* _Work required_
Copy every one of the following entries word for word.

* _Supplied material_
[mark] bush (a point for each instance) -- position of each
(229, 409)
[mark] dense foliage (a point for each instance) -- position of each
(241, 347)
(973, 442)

* _Response below_
[mark] bush (a point for each instance) -- position of each
(229, 409)
[mark] dense foliage (a point for each instance) -- position of each
(241, 347)
(973, 442)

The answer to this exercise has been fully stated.